→ Selected excerpt
# # # #

Worship Resources
(download packet as pdf)
An Extraordinary Celebration for an Extraordinary Woman
January 2010
Dear Congregational Leaders,
What a remarkable opportunity the 200th anniversary of the birth of Margaret Fuller affords us to celebrate her life, work and legacy. To ensure a fitting celebration of this extraordinary woman, a group of Unitarian Universalist ministers and lay people, scholars, and representatives from historical sites, commissions and organizations have come together to lift up Fuller’s multi-faceted life as an author, conversationalist, journalist, friend, companion, mother, and wife. The span of her life coincided with an era known as “The Flowering of New England,” a time she shared with the looming figures of Ralph Waldo Emerson, Henry David Thoreau, Bronson Alcott, Elizabeth Peabody, and Nathaniel Hawthorne, among others.

# # # #

→ Challenge 1
Answer these questions about the Margaret Fuller anniversary letter:
(a) In what month and year is the letter dated?
(b) Which anniversary of Margaret Fuller does the letter celebrate?
(c) By what name was the era that coincided with her life known?
→ Challenge 2
List every line of the records that contains the string "pink". Case counts.
The text and the records have no connection to each other.

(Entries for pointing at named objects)
# # # #

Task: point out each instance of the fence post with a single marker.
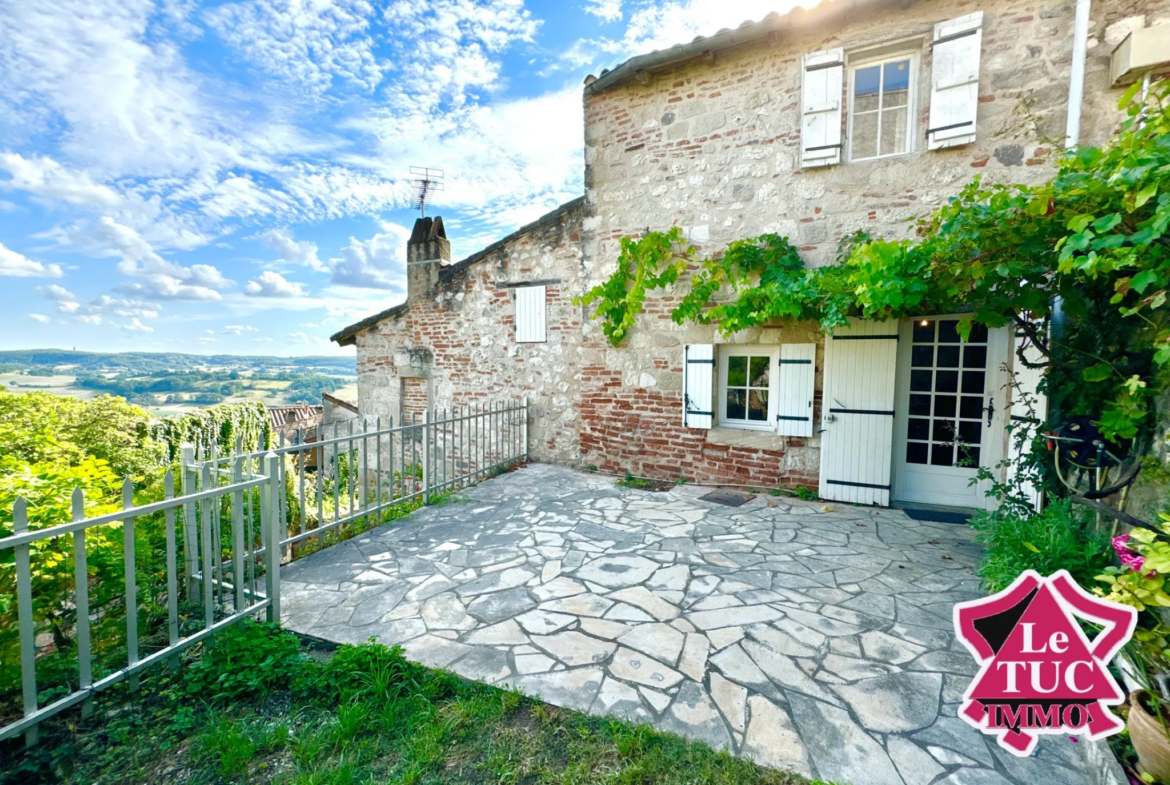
(426, 455)
(523, 427)
(27, 625)
(190, 532)
(273, 552)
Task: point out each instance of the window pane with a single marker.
(865, 89)
(948, 357)
(922, 357)
(944, 406)
(896, 77)
(737, 371)
(916, 453)
(736, 408)
(971, 408)
(919, 429)
(757, 405)
(920, 405)
(759, 369)
(920, 380)
(942, 455)
(865, 136)
(893, 131)
(975, 357)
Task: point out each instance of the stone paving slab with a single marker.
(807, 637)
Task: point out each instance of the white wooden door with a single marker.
(858, 412)
(950, 412)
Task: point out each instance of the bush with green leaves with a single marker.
(1061, 537)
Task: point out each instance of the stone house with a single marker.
(854, 115)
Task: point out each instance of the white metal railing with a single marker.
(200, 542)
(231, 508)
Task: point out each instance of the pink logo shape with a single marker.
(1039, 673)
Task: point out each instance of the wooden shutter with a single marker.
(858, 412)
(820, 102)
(955, 81)
(1024, 417)
(530, 325)
(699, 376)
(798, 380)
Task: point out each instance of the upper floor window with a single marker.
(881, 112)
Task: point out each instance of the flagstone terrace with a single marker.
(807, 637)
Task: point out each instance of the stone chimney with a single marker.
(426, 252)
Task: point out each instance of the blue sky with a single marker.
(234, 177)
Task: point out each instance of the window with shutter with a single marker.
(530, 326)
(796, 390)
(820, 102)
(699, 374)
(955, 81)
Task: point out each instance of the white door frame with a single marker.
(995, 434)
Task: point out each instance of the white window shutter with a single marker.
(530, 326)
(955, 81)
(798, 381)
(699, 385)
(820, 108)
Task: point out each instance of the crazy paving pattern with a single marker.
(807, 637)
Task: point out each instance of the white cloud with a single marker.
(311, 43)
(274, 284)
(608, 11)
(19, 266)
(303, 252)
(239, 329)
(377, 263)
(43, 177)
(59, 294)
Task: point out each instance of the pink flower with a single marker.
(1129, 557)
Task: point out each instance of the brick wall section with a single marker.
(460, 336)
(714, 147)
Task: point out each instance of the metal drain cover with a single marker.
(728, 497)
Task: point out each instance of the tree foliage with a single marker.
(1079, 263)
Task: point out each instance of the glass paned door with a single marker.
(948, 418)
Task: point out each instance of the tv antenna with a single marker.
(424, 183)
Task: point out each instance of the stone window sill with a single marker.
(745, 438)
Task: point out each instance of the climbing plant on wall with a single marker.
(220, 426)
(1093, 239)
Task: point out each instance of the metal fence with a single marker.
(302, 495)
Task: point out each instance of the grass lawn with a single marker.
(259, 706)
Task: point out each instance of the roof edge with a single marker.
(729, 39)
(348, 336)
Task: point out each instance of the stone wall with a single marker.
(452, 343)
(714, 146)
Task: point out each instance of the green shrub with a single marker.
(1061, 537)
(246, 660)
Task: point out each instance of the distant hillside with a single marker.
(144, 363)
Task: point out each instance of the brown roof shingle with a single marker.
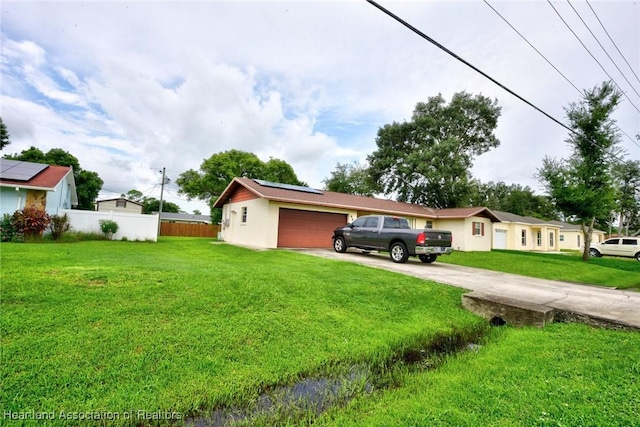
(344, 201)
(47, 179)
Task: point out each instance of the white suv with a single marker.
(617, 246)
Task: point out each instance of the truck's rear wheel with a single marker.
(398, 252)
(427, 259)
(339, 245)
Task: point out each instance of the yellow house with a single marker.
(571, 237)
(274, 215)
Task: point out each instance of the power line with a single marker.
(473, 67)
(614, 43)
(603, 49)
(533, 47)
(549, 62)
(594, 58)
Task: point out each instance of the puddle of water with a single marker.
(310, 397)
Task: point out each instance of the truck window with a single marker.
(359, 222)
(393, 222)
(372, 222)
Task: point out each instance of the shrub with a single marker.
(31, 221)
(9, 232)
(59, 225)
(108, 227)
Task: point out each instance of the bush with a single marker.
(59, 225)
(9, 232)
(108, 227)
(30, 221)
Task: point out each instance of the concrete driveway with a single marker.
(611, 305)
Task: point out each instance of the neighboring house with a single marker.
(119, 205)
(270, 215)
(182, 218)
(525, 233)
(571, 236)
(47, 187)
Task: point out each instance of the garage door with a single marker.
(307, 229)
(500, 239)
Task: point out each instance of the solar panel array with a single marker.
(288, 186)
(17, 170)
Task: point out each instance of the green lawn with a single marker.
(621, 273)
(188, 325)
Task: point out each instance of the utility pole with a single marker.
(161, 195)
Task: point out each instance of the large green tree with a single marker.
(581, 186)
(88, 183)
(427, 160)
(218, 171)
(351, 178)
(5, 138)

# # # #

→ Correct output 1
(a) January 2010
(b) The 200th anniversary of her birth
(c) "The Flowering of New England"

→ Correct output 2
Task: point out each instance of the pink logo shape with a single marker.
Task: point out each instance of the pink flower with a single marker.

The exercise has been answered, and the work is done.